### Work request
Among the lines below, keep only those from the one containing "Practice step: put one dot on the wet" through the one containing "Practice step: put one dot on the stone dome", and reproduce them exactly.

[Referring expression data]
Segment Open

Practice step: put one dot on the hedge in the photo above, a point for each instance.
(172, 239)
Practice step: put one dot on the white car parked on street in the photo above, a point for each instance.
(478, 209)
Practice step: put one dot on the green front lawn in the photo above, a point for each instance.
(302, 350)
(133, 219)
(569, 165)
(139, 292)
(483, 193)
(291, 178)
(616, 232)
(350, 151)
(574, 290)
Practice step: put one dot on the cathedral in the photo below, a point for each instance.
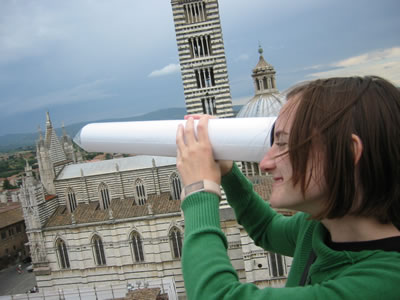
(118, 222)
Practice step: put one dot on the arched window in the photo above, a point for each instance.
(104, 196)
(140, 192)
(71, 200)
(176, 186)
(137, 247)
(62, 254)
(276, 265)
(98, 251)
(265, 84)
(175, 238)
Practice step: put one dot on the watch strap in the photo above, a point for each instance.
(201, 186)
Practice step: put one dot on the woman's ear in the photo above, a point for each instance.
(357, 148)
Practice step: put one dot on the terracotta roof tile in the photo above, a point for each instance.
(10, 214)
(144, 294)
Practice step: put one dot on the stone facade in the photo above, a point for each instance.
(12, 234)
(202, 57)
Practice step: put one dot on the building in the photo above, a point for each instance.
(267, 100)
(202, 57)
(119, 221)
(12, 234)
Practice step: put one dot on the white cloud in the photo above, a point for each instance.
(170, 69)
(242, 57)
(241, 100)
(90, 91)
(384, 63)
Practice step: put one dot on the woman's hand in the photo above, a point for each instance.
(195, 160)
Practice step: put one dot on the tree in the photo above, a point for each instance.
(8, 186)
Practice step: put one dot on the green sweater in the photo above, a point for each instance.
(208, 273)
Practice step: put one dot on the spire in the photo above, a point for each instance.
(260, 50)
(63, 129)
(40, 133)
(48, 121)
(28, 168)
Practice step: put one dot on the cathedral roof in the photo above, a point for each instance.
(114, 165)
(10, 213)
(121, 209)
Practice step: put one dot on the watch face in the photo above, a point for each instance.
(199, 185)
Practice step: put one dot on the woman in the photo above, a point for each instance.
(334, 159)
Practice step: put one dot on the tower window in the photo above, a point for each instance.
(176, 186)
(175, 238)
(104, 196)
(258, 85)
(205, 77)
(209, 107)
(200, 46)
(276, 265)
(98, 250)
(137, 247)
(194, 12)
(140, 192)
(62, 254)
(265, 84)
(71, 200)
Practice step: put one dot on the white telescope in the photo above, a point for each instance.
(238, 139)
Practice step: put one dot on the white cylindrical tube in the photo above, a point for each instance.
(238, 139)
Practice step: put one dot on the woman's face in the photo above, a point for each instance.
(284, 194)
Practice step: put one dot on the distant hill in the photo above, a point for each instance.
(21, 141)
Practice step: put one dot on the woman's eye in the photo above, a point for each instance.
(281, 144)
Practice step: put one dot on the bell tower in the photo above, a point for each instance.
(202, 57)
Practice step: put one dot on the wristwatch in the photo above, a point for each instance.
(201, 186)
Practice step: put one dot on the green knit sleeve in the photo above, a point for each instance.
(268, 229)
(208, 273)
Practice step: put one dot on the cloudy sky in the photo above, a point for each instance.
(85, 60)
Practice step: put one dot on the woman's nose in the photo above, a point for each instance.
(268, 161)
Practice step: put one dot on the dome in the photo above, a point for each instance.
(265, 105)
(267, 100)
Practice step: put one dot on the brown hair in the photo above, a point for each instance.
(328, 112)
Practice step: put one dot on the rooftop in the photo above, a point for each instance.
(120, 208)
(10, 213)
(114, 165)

Segment Closed
Segment Open

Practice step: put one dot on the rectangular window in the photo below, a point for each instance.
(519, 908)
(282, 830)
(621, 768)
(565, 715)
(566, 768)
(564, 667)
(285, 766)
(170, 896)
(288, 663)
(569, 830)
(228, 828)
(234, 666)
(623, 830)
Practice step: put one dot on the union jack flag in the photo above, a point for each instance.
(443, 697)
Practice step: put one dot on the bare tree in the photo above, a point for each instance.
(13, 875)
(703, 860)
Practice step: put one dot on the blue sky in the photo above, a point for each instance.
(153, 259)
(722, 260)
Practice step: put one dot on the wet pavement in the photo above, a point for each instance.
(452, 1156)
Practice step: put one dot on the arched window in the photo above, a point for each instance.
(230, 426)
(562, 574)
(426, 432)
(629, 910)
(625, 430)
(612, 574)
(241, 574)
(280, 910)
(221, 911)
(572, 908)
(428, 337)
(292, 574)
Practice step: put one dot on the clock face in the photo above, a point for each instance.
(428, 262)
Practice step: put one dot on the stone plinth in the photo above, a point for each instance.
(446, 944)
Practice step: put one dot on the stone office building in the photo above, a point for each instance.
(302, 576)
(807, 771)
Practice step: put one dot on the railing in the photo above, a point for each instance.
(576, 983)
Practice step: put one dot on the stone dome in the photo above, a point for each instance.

Segment Closed
Segment Open

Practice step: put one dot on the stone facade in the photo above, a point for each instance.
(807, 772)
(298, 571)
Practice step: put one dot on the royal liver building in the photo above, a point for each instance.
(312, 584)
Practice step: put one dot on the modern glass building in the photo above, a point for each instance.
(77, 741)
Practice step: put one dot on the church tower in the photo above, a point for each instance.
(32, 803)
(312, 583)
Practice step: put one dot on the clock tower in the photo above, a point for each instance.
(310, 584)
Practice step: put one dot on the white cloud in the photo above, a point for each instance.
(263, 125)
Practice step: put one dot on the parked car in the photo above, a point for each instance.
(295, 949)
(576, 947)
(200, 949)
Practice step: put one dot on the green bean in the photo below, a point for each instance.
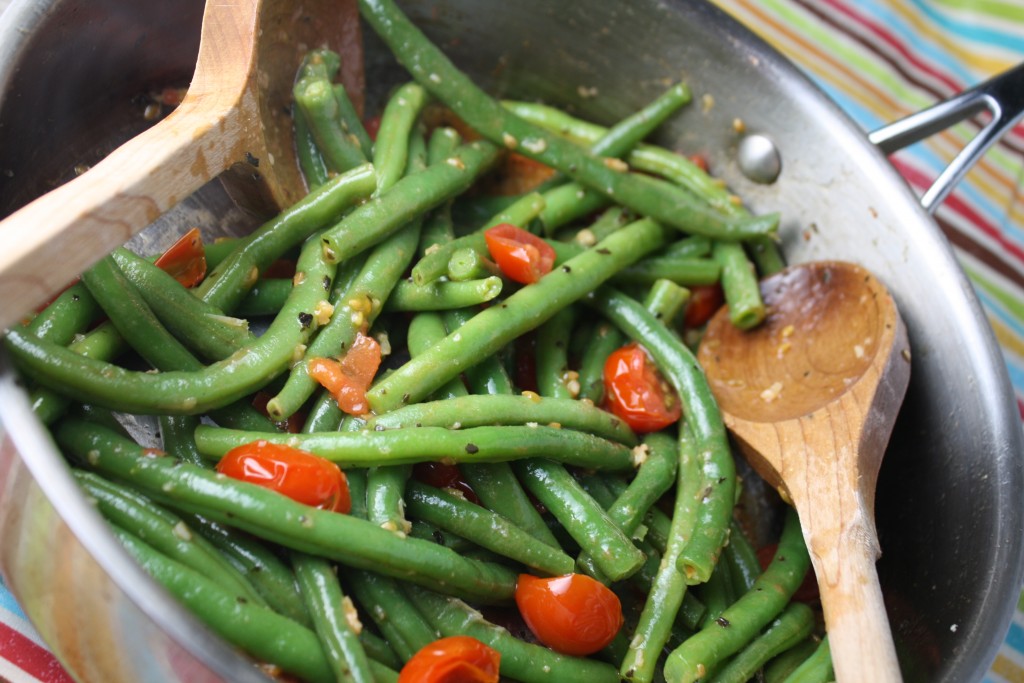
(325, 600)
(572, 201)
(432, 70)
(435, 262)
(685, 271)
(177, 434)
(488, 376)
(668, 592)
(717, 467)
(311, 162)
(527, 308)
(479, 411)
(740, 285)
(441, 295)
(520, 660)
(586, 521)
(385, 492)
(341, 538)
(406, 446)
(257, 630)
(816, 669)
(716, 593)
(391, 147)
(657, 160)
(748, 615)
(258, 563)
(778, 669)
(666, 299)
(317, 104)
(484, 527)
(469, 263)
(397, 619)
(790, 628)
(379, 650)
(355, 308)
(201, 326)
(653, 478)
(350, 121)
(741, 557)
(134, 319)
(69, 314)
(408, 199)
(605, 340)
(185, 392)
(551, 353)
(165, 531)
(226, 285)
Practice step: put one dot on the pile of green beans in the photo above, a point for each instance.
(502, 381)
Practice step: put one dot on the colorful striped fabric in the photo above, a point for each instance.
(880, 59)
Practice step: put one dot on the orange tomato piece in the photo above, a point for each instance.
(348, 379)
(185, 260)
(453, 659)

Segment Closed

### Answer section
Practice step: put one dot on the wet pavement in the photo above, a point for each instance.
(452, 1156)
Practice step: put one dot on the arched window in the photo above, a point for each instance.
(230, 426)
(562, 574)
(426, 432)
(629, 910)
(625, 430)
(612, 574)
(241, 574)
(280, 910)
(221, 911)
(572, 908)
(428, 337)
(292, 574)
Practice step: put one dot on the clock face in the photo above, a point for each instance.
(428, 262)
Practice step: put one dot on the stone plinth in the photo above, a point for each instance.
(446, 944)
Practice step: put one dot on the stone office building in the photo above, a point for each instance.
(302, 576)
(807, 771)
Practice step: put one dot on the railing in the photo above, a point for each instance.
(576, 983)
Practice step: put one dot on the stone dome in the photo above, a point for each instance.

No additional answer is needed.